■ **What is expected**
Starting with the first line of the data that follows, transcribe every line verbatim until the line containing "When the pointer" has been transcribed.

■ **Saved entries**
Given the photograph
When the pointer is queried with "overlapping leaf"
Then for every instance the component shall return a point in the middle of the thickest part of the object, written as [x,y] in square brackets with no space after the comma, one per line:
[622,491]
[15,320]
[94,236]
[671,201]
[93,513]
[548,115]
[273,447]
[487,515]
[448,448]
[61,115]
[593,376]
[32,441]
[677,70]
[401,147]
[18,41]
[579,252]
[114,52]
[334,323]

■ **Task response**
Given the photograph
When the pointer is queried with "overlapping leaf"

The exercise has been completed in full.